*PAGE TEXT*:
■ ■ ■ ■
Culinary lavender is a versatile herb used in many recipes by professional chefs and people who enjoy spicing things up in the kitchen.
There are multiple ways in which the pretty purple hue of lavender adds to the look of a dish, and its flavor contributes a floral, citrus, sometime peppery, note to sweet and savory dishes.
Types of Culinary Lavender
It always surprises me to learn the number of varieties that exists from a species of plant, and lavender offers an assortment of over 200. All lavender plants look and smell wonderful but not all are meant for use in the kitchen.
Culinary lavender is suited for use in recipes and adds pleasant flavor to recipes. Non-culinary lavender varieties have more of an intense flowery perfume, medicinal, bitter or soapy taste.
Lavandula x intermedia varietycommonly known as lavandin.
Rosea, also known as Jean Davis and Hidcote Pink – has a beautiful blush pink color, and milder flavor than other culinary lavenders.
Provence– a French culinary lavender with more subtle scent and flavor than English Lavender.
Lavandula angustifolias varietyhas sweeter scented flowers than the lavandins varieties.
English Lavender- is the most commonly used, and has the sweetest and most intense fragrance of the culinary lavenders.
Melissa- offers large pink buds and sweet flavor.
Munstead– a popular culinary lavender full of rich sweet flavor.
Note: The darker the bloom, the more intense the fragrance and flavor.
It is best to buy fresh or dried culinary lavender from reliable and reputable sources - food markets, farmer’s markets or online sources. Always purchase lavender that is labeled for culinary use and is certified organic so you can be sure it is suitable for eating and free of chemical fertilizers or pesticide.
Fresh lavender flowers can be rinsed thoroughly with water to remove any soil, debris, or insects.
■ ■ ■ ■
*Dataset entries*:

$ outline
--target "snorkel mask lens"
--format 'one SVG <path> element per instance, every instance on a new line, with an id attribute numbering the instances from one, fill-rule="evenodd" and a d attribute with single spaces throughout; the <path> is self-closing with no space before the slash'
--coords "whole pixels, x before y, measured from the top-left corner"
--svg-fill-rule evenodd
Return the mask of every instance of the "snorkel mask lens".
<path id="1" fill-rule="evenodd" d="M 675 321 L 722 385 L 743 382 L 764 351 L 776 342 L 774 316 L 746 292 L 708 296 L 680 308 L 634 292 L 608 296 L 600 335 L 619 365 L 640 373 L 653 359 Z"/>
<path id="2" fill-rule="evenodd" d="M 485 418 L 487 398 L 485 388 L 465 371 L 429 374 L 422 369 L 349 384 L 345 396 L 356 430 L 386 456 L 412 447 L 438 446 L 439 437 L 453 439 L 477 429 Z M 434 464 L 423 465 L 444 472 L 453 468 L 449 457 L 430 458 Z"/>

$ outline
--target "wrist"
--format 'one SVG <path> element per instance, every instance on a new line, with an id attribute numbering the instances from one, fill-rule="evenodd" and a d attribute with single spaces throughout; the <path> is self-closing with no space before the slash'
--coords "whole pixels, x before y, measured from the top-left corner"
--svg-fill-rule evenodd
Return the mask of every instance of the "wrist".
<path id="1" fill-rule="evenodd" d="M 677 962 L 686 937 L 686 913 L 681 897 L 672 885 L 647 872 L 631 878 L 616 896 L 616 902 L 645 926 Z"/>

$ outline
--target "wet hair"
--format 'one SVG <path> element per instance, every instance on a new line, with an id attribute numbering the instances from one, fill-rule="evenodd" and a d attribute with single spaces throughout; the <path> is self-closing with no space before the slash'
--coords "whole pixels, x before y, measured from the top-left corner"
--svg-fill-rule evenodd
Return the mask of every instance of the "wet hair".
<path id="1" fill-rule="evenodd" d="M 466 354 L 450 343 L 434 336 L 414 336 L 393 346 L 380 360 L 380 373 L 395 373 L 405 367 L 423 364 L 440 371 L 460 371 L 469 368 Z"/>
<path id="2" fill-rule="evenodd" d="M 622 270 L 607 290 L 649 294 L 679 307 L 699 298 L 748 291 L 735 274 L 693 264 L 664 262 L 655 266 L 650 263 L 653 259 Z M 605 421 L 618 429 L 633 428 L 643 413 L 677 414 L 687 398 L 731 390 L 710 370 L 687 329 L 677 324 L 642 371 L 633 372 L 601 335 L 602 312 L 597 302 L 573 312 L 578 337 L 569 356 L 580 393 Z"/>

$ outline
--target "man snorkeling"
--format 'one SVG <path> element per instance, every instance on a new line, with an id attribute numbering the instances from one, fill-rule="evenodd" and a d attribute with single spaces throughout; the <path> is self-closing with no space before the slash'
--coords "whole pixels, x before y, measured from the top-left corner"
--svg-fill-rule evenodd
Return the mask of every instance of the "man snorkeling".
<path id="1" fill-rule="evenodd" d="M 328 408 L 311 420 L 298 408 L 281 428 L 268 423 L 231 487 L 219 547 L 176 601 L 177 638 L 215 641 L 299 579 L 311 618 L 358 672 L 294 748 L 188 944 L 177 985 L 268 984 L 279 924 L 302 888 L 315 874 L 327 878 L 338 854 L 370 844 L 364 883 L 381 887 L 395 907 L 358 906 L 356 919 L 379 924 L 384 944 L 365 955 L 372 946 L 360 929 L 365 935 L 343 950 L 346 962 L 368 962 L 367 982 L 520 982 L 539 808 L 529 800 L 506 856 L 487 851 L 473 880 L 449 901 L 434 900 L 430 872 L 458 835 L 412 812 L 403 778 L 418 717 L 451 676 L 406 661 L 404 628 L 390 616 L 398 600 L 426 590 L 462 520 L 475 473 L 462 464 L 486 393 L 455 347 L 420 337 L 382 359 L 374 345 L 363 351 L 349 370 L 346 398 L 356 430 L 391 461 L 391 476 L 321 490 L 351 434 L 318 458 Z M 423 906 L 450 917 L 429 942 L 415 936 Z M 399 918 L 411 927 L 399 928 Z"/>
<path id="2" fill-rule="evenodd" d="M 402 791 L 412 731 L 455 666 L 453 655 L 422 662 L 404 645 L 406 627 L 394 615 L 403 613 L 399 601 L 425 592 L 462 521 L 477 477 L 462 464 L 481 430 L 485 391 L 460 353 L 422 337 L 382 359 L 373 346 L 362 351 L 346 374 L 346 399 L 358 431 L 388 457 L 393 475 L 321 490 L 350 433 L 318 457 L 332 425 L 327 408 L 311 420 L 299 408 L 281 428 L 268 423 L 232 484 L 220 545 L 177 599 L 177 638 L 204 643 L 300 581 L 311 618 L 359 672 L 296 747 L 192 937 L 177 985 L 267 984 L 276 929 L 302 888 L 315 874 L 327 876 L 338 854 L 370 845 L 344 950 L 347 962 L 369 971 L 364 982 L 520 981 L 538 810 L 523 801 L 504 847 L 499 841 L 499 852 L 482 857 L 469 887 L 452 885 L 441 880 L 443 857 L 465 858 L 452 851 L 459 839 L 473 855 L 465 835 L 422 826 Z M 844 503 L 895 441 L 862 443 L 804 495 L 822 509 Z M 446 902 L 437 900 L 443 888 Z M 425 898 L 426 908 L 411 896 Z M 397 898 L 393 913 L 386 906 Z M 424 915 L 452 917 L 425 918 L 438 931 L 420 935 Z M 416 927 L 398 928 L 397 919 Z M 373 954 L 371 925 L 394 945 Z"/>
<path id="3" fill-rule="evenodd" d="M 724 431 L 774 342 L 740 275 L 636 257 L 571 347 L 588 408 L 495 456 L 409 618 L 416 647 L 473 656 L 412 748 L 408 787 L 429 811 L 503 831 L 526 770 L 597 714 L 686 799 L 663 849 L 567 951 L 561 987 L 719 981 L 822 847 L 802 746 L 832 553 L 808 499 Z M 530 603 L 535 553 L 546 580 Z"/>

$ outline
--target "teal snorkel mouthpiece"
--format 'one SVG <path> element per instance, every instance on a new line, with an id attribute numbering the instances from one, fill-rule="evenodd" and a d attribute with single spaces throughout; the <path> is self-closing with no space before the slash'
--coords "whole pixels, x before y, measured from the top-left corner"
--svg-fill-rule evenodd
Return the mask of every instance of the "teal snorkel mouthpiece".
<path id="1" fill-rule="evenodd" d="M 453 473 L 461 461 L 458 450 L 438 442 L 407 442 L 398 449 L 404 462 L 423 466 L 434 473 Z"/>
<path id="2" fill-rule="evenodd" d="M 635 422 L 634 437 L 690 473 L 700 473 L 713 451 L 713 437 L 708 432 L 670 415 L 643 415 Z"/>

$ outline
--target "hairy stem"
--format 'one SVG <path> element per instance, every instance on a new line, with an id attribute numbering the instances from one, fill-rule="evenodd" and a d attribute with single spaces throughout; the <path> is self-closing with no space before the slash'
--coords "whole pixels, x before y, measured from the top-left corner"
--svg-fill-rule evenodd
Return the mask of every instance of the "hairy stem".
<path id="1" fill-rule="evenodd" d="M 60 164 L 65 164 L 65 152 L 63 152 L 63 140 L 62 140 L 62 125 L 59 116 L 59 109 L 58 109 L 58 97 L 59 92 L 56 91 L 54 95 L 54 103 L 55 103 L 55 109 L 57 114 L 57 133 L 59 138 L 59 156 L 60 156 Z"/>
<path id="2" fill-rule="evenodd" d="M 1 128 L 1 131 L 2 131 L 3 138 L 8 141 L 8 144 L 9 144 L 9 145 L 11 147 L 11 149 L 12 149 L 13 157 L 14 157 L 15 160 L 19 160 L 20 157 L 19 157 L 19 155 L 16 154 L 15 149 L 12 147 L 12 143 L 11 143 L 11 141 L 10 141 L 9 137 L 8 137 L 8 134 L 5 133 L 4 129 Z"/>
■ ■ ■ ■
*REQUIRED ACTIONS*:
1. List the sources the text on culinary lavender recommends for buying fresh or dried lavender.
2. Duplicate the part of the text on culinary lavender that begins at the words "Melissa- offers large" and ends after the words "fragrance and flavor.".

*ANSWERS*:
1.
- Food markets
- Farmer’s markets
- Online sources

2.
Melissa- offers large pink buds and sweet flavor.
Munstead– a popular culinary lavender full of rich sweet flavor.
Note: The darker the bloom, the more intense the fragrance and flavor.